Records contained in a dataset:
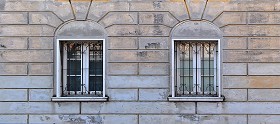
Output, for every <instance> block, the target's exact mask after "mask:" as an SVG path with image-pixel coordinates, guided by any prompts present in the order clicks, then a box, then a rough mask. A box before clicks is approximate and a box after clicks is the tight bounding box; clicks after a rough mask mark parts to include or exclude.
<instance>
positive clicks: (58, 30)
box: [55, 20, 107, 39]
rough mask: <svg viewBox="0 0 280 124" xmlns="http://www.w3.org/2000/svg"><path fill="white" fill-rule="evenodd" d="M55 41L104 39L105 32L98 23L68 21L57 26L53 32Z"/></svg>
mask: <svg viewBox="0 0 280 124" xmlns="http://www.w3.org/2000/svg"><path fill="white" fill-rule="evenodd" d="M55 37H56V39H58V38H60V39H62V38H63V39H64V38H65V39H100V38H101V39H106V37H107V32H106V30H105V28H104V27H103V26H102V25H100V24H99V23H97V22H95V21H92V20H87V21H69V22H66V23H64V24H62V25H61V26H59V27H58V28H57V30H56V32H55Z"/></svg>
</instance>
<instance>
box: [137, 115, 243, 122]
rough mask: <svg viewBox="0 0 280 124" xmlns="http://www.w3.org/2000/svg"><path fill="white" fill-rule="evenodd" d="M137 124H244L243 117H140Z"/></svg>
mask: <svg viewBox="0 0 280 124" xmlns="http://www.w3.org/2000/svg"><path fill="white" fill-rule="evenodd" d="M139 122H140V123H139V124H179V123H184V124H196V123H199V124H217V123H219V124H244V123H246V116H245V115H140V118H139Z"/></svg>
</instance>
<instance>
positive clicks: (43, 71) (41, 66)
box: [28, 63, 53, 75]
mask: <svg viewBox="0 0 280 124" xmlns="http://www.w3.org/2000/svg"><path fill="white" fill-rule="evenodd" d="M28 70H29V71H28V72H29V75H53V64H52V63H30V64H29V66H28Z"/></svg>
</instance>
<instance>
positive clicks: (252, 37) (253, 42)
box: [248, 37, 280, 49]
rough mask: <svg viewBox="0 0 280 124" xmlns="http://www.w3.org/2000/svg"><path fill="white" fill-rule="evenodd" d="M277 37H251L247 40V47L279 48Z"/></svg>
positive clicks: (250, 48) (270, 48)
mask: <svg viewBox="0 0 280 124" xmlns="http://www.w3.org/2000/svg"><path fill="white" fill-rule="evenodd" d="M279 40H280V38H278V37H252V38H249V40H248V48H249V49H280V42H279Z"/></svg>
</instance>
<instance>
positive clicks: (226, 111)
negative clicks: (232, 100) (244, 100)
mask: <svg viewBox="0 0 280 124" xmlns="http://www.w3.org/2000/svg"><path fill="white" fill-rule="evenodd" d="M279 109H280V103H279V102H218V103H215V102H212V103H211V102H198V103H197V113H198V114H279V113H280V110H279Z"/></svg>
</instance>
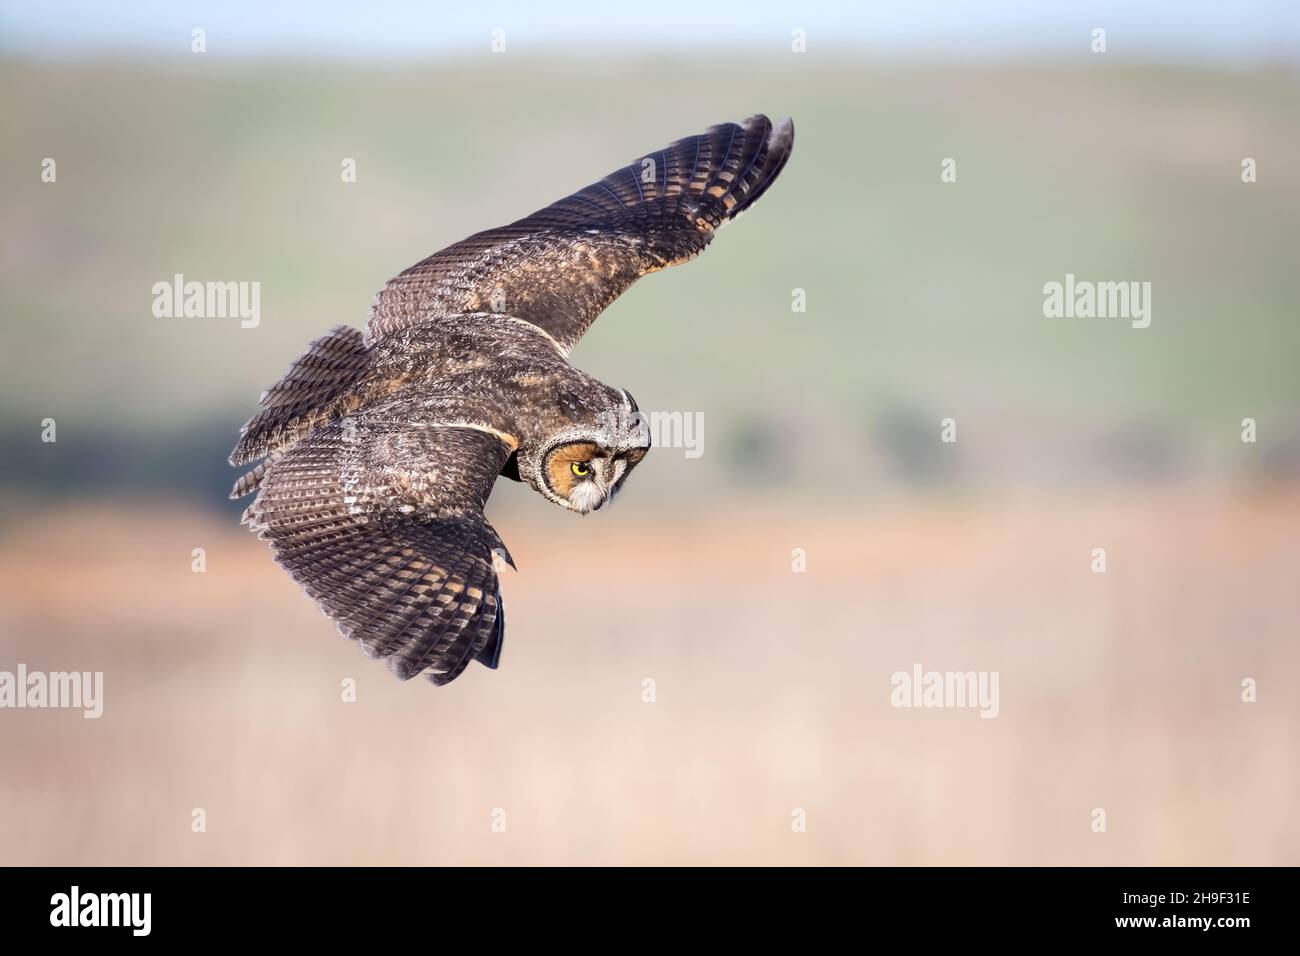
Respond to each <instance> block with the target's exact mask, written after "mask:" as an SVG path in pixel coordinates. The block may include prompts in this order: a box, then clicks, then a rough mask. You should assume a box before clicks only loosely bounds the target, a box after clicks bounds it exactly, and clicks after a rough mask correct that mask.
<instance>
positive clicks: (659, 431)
mask: <svg viewBox="0 0 1300 956" xmlns="http://www.w3.org/2000/svg"><path fill="white" fill-rule="evenodd" d="M599 424H601V427H602V428H607V429H610V431H611V432H614V434H616V436H619V437H623V436H630V434H634V433H636V432H640V431H642V429H649V431H650V447H655V449H682V450H684V451H685V454H686V458H699V457H701V455H703V454H705V414H703V412H702V411H634V412H630V414H623V412H602V414H601V415H599Z"/></svg>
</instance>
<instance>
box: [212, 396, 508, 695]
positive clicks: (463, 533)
mask: <svg viewBox="0 0 1300 956" xmlns="http://www.w3.org/2000/svg"><path fill="white" fill-rule="evenodd" d="M511 450H512V449H511V447H510V446H508V445H507V444H506V442H504V441H503V440H502V438H499V437H497V436H494V434H489V433H485V432H481V431H477V429H473V428H465V427H450V425H429V427H420V425H419V424H409V423H403V424H400V425H393V424H387V423H385V421H377V420H374V418H373V416H367V415H364V414H363V415H356V416H351V418H346V419H343V420H342V421H335V423H331V424H329V425H325V427H321V428H317V429H316V431H313V432H312V433H311V434H308V436H307V437H304V438H303V440H302V441H299V442H298V444H296V445H294V446H292V447H290V449H289V450H287V451H285V453H283V454H282V455H281V457H279V458H276V459H273V460H272V462H270V463H269V464H264V466H260V467H261V468H264V470H265V473H264V475H263V476H261V480H260V485H259V494H257V498H256V499H255V501H253V503H252V505H251V506H250V507H248V510H247V511H246V512H244V523H246V524H250V525H252V528H253V529H255V531H257V532H259V537H263V538H266V540H268V541H269V542H270V546H272V549H273V550H274V553H276V561H277V562H278V563H279V564H281V566H282V567H283V568H285V570H287V571H289V574H290V576H291V578H292V579H294V580H295V581H298V584H300V585H302V587H303V589H304V591H305V592H307V593H308V594H309V596H311V597H313V598H315V600H316V602H317V604H320V606H321V610H324V611H325V614H326V615H329V617H330V618H333V619H334V622H335V623H337V624H338V627H339V630H341V631H342V632H343V633H344V635H346V636H348V637H351V639H354V640H357V641H360V643H361V646H363V648H364V649H365V652H367V653H368V654H370V656H372V657H382V658H386V659H387V662H389V666H390V669H391V670H393V672H394V674H396V675H398V676H399V678H402V679H403V680H406V679H408V678H412V676H415V675H416V674H421V672H425V674H426V675H428V678H429V679H430V680H432V682H434V683H435V684H445V683H447V682H450V680H454V679H455V678H456V676H458V675H459V674H460V672H461V671H463V670H464V669H465V666H467V665H468V663H469V661H471V659H474V658H477V659H480V661H482V662H484V663H486V665H487V666H489V667H495V666H497V659H498V657H499V654H500V641H502V636H503V630H504V617H503V613H502V605H500V592H499V588H498V584H497V574H495V570H494V567H493V551H497V553H498V554H499V555H500V557H502V558H503V559H504V561H506V562H508V563H512V562H511V561H510V554H508V551H506V546H504V545H503V544H502V541H500V537H498V535H497V532H495V531H494V529H493V527H491V525H490V524H489V523H487V520H486V519H485V518H484V505H485V503H486V501H487V496H489V494H490V493H491V488H493V483H494V481H495V480H497V476H498V473H499V472H500V467H502V464H503V463H504V462H506V458H508V455H510V453H511ZM235 490H239V485H237V486H235Z"/></svg>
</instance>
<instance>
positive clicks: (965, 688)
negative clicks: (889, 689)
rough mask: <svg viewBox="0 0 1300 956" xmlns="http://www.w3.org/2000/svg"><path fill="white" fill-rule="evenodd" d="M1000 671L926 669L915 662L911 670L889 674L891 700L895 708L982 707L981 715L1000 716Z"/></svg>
mask: <svg viewBox="0 0 1300 956" xmlns="http://www.w3.org/2000/svg"><path fill="white" fill-rule="evenodd" d="M998 678H1000V674H998V671H927V670H926V669H924V667H922V666H920V665H919V663H914V665H913V666H911V670H910V671H896V672H894V674H893V675H892V676H891V678H889V685H891V687H892V688H893V689H892V691H891V692H889V702H891V704H892V705H893V706H896V708H927V709H928V708H946V709H958V710H959V709H963V708H967V709H976V708H978V709H979V715H980V717H982V718H993V717H997V714H998V711H1000V710H1001V705H1000V704H998V693H997V691H998Z"/></svg>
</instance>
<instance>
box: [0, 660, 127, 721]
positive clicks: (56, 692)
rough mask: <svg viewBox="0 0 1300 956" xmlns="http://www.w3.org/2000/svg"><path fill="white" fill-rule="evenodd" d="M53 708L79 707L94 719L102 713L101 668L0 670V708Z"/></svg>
mask: <svg viewBox="0 0 1300 956" xmlns="http://www.w3.org/2000/svg"><path fill="white" fill-rule="evenodd" d="M3 708H14V709H23V708H53V709H65V710H81V711H83V713H82V717H85V718H87V719H98V718H99V717H101V715H103V714H104V671H51V672H48V674H47V672H44V671H29V670H27V665H25V663H19V665H18V670H17V671H0V709H3Z"/></svg>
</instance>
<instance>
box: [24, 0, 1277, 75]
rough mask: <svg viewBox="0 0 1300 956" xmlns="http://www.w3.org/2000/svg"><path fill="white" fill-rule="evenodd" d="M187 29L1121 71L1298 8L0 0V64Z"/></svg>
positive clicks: (1237, 60)
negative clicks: (1067, 63)
mask: <svg viewBox="0 0 1300 956" xmlns="http://www.w3.org/2000/svg"><path fill="white" fill-rule="evenodd" d="M196 26H201V27H204V29H205V30H207V31H208V52H209V53H217V55H229V56H237V57H242V56H273V57H292V56H305V57H337V56H347V57H360V59H412V57H413V59H419V57H421V56H426V55H447V53H452V55H455V53H474V52H478V51H482V49H485V48H486V47H487V43H489V39H490V34H491V31H493V30H494V29H497V27H500V29H504V31H506V38H507V44H508V49H510V51H511V52H524V53H526V52H528V51H530V49H542V51H545V52H547V53H549V55H554V53H555V52H556V51H562V52H571V53H573V55H620V53H628V52H640V51H655V49H673V51H689V49H692V48H705V49H738V51H759V49H763V48H781V49H785V48H788V46H789V42H790V39H789V38H790V31H792V30H793V29H794V27H802V29H803V30H806V31H807V44H809V52H816V51H818V49H827V51H835V49H840V51H844V49H866V51H870V52H871V53H874V55H878V56H881V57H923V56H949V57H950V56H958V57H975V59H982V57H1006V56H1015V57H1026V59H1045V57H1053V59H1054V57H1058V56H1069V55H1084V53H1087V44H1088V38H1089V34H1091V30H1092V29H1093V27H1099V26H1100V27H1105V29H1106V39H1108V52H1109V53H1112V55H1114V56H1119V57H1125V59H1149V60H1173V61H1216V62H1226V64H1242V65H1249V64H1255V62H1265V61H1277V60H1290V61H1292V62H1296V61H1300V0H1297V1H1292V0H1256V1H1253V3H1252V1H1249V0H1243V1H1240V3H1239V1H1234V0H1219V1H1218V3H1206V1H1205V0H1093V1H1091V3H1089V1H1086V0H1076V1H1060V3H1053V1H1052V0H1040V1H1036V3H1035V1H1034V0H983V1H980V0H970V1H966V3H963V1H961V0H914V1H911V0H861V1H852V0H845V1H842V3H824V1H823V3H818V1H815V0H814V1H811V3H802V1H798V0H779V1H777V0H753V1H751V3H742V4H718V3H707V1H702V0H689V1H688V0H654V1H653V3H632V4H615V3H608V1H606V3H591V1H585V3H584V1H578V3H559V4H555V3H551V4H547V3H524V1H515V0H495V1H494V0H486V1H484V3H415V1H413V0H318V1H317V3H291V1H287V0H279V1H277V0H213V1H208V0H191V1H187V0H136V1H131V0H121V1H117V3H108V1H107V0H47V1H44V3H35V1H34V0H0V49H3V51H4V52H6V53H18V55H23V56H56V57H69V56H70V57H77V56H103V55H105V53H116V52H127V53H133V55H140V53H144V55H157V56H166V55H181V53H186V52H188V43H190V31H191V29H194V27H196Z"/></svg>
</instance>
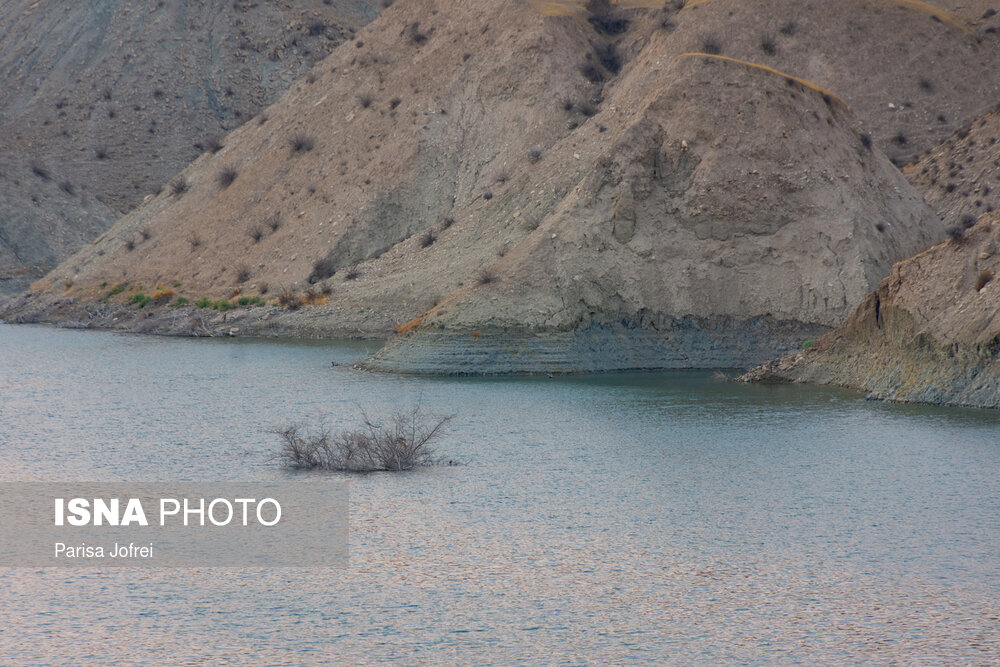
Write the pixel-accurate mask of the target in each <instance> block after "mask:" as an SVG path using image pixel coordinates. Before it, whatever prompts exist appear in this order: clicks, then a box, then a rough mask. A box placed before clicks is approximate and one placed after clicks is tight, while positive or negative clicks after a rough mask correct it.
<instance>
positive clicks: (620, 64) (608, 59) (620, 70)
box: [594, 44, 622, 74]
mask: <svg viewBox="0 0 1000 667" xmlns="http://www.w3.org/2000/svg"><path fill="white" fill-rule="evenodd" d="M594 51H595V52H596V53H597V59H598V60H599V61H600V62H601V65H603V66H604V69H606V70H608V71H609V72H611V73H612V74H618V72H620V71H621V69H622V61H621V58H620V57H619V56H618V49H617V48H615V45H614V44H605V45H603V46H598V47H596V48H595V49H594Z"/></svg>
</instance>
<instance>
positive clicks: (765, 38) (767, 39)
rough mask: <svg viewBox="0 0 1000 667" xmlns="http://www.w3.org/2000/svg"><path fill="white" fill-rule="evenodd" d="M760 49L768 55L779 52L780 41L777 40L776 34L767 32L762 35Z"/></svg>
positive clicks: (769, 55)
mask: <svg viewBox="0 0 1000 667" xmlns="http://www.w3.org/2000/svg"><path fill="white" fill-rule="evenodd" d="M760 50H761V51H763V52H764V54H765V55H768V56H773V55H775V54H776V53H777V52H778V43H777V42H776V41H775V39H774V35H772V34H771V33H769V32H766V33H764V34H763V35H761V36H760Z"/></svg>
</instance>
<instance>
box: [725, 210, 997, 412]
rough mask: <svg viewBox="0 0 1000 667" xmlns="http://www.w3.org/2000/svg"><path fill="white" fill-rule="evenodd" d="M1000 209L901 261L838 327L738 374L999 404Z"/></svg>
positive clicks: (925, 402) (899, 395) (978, 404)
mask: <svg viewBox="0 0 1000 667" xmlns="http://www.w3.org/2000/svg"><path fill="white" fill-rule="evenodd" d="M998 253H1000V215H998V214H997V213H992V214H989V215H986V216H983V218H981V219H980V221H979V222H978V224H976V225H975V226H973V227H972V228H970V229H968V230H967V231H966V232H965V233H964V235H963V236H961V237H960V238H954V239H949V240H948V241H945V242H943V243H940V244H938V245H936V246H934V247H933V248H931V249H930V250H928V251H927V252H924V253H921V254H919V255H917V256H916V257H913V258H911V259H908V260H906V261H904V262H900V263H899V264H897V265H896V266H894V267H893V269H892V273H891V274H890V275H889V277H888V278H886V279H885V280H884V281H883V282H882V283H881V284H880V285H879V287H878V289H877V290H876V291H875V292H874V293H872V294H871V295H869V296H868V297H867V298H866V299H865V300H864V302H862V304H861V305H860V306H858V308H857V309H856V310H855V312H854V313H853V314H852V315H851V317H850V318H849V319H848V320H847V321H846V322H845V323H844V324H843V325H842V326H841V327H839V328H837V329H836V330H835V331H833V332H831V333H829V334H827V335H826V336H824V337H822V338H820V339H819V341H818V342H817V343H816V344H815V345H814V346H812V347H810V348H809V349H807V350H805V351H804V352H801V353H798V354H794V355H790V356H788V357H785V358H783V359H779V360H777V361H774V362H771V363H768V364H765V365H764V366H762V367H760V368H757V369H755V370H753V371H752V372H751V373H749V374H748V375H746V376H744V379H745V380H748V381H757V382H819V383H823V384H836V385H841V386H845V387H851V388H855V389H861V390H864V391H867V392H869V394H870V395H871V396H872V397H874V398H882V399H889V400H894V401H905V402H923V403H939V404H947V405H965V406H973V407H986V408H1000V280H997V276H998V274H1000V254H998Z"/></svg>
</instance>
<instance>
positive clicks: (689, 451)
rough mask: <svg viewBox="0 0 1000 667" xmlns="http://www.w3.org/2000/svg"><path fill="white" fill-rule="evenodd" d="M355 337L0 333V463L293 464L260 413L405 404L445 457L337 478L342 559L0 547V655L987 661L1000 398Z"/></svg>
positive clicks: (424, 661) (25, 663)
mask: <svg viewBox="0 0 1000 667" xmlns="http://www.w3.org/2000/svg"><path fill="white" fill-rule="evenodd" d="M376 348H377V344H376V343H358V342H322V343H320V342H275V341H256V340H255V341H249V340H240V339H225V340H223V339H172V338H160V337H142V336H129V335H117V334H112V333H107V332H93V331H72V330H60V329H51V328H42V327H28V326H20V327H14V326H8V325H0V460H2V469H0V475H2V477H0V480H2V481H52V480H67V481H71V480H72V481H75V480H82V481H119V480H120V481H171V482H173V481H191V480H240V481H243V480H279V479H280V480H285V479H294V480H297V481H300V482H301V483H302V484H304V485H307V484H311V483H315V482H316V481H317V480H318V479H321V478H322V477H323V475H334V476H338V474H336V473H314V472H301V471H291V470H286V469H282V468H281V467H280V466H279V465H278V464H277V463H276V462H275V460H274V454H275V452H276V449H277V445H278V443H277V440H276V438H275V437H274V436H273V435H271V434H270V433H269V431H270V430H271V429H274V428H276V427H278V426H281V425H283V424H287V423H289V422H292V421H301V420H306V421H312V422H315V421H318V420H323V419H326V420H328V421H329V422H330V423H331V424H333V425H334V426H336V427H344V428H346V427H352V426H355V425H357V422H358V414H359V409H361V408H363V409H365V410H367V411H368V412H369V413H371V414H374V415H380V414H386V413H388V412H390V411H391V410H393V409H394V408H398V407H408V406H410V405H412V404H414V403H415V402H416V401H418V400H419V401H421V403H422V404H423V405H424V406H426V407H427V408H428V409H429V410H430V411H432V412H439V413H449V414H454V415H455V418H454V420H453V421H452V423H451V424H450V427H449V430H448V432H447V434H446V436H445V437H444V438H443V439H442V440H441V441H440V443H439V444H438V446H437V450H438V452H439V453H440V454H442V455H445V456H447V457H449V458H453V459H455V460H457V461H459V462H460V463H461V465H457V466H448V467H433V468H425V469H420V470H415V471H412V472H406V473H398V474H392V473H376V474H369V475H358V476H351V477H350V494H351V509H350V533H351V534H350V559H349V564H348V565H347V566H346V567H343V568H327V569H304V568H303V569H291V568H272V569H238V568H201V569H140V568H134V569H121V570H116V569H83V570H70V569H61V568H49V569H27V568H0V628H2V630H0V663H3V664H52V663H59V662H102V661H106V662H122V661H125V662H128V661H145V662H149V663H171V664H193V663H198V662H203V661H211V662H213V663H219V664H247V663H251V664H276V663H280V664H299V663H301V664H314V663H323V662H328V663H343V664H369V663H378V662H392V663H404V664H412V663H420V662H423V663H433V664H469V663H476V664H486V663H498V664H539V663H545V664H603V663H609V662H615V663H626V662H628V663H639V664H648V663H661V664H664V663H666V664H694V663H697V664H719V663H775V662H780V663H783V664H796V663H801V664H815V663H818V662H827V663H829V662H837V663H860V662H875V663H888V662H892V661H898V662H904V663H915V662H930V663H940V662H950V663H975V664H982V663H987V662H995V661H998V660H1000V606H998V604H997V600H998V599H1000V521H998V517H1000V475H998V472H1000V415H998V414H997V413H994V412H989V411H976V410H963V409H954V408H951V409H944V408H934V407H926V406H906V405H893V404H883V403H876V402H869V401H866V400H864V398H863V397H862V396H860V395H858V394H856V393H852V392H847V391H842V390H838V389H831V388H822V387H803V386H744V385H739V384H733V383H726V382H720V381H718V380H716V379H714V378H713V377H712V375H711V374H709V373H655V374H654V373H650V374H631V375H625V374H619V375H597V376H589V377H565V378H555V379H551V378H544V377H542V378H426V377H409V376H392V375H380V374H372V373H363V372H359V371H355V370H353V369H352V368H351V367H350V363H351V362H352V361H355V360H357V359H360V358H362V357H363V356H365V354H366V353H370V352H373V351H374V350H375V349H376ZM332 362H334V363H336V364H337V365H336V366H334V365H332Z"/></svg>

• _Task goal_: Starting with the first line of the records above and stopping after the line containing "box: [55, 20, 107, 39]", repeat every line exactly and leave out the pictures.

• _Answer to this problem_:
Output, for every <instance> block, the target's exact mask after "mask:" as an SVG path with image-pixel coordinates, guided by any prompts present in the order clicks, then a box, then a rough mask. A box before clicks is approximate and a box after clicks is the tight bounding box; clicks after a rough mask mark parts to include or exclude.
<instance>
positive clicks: (58, 30)
box: [55, 20, 107, 39]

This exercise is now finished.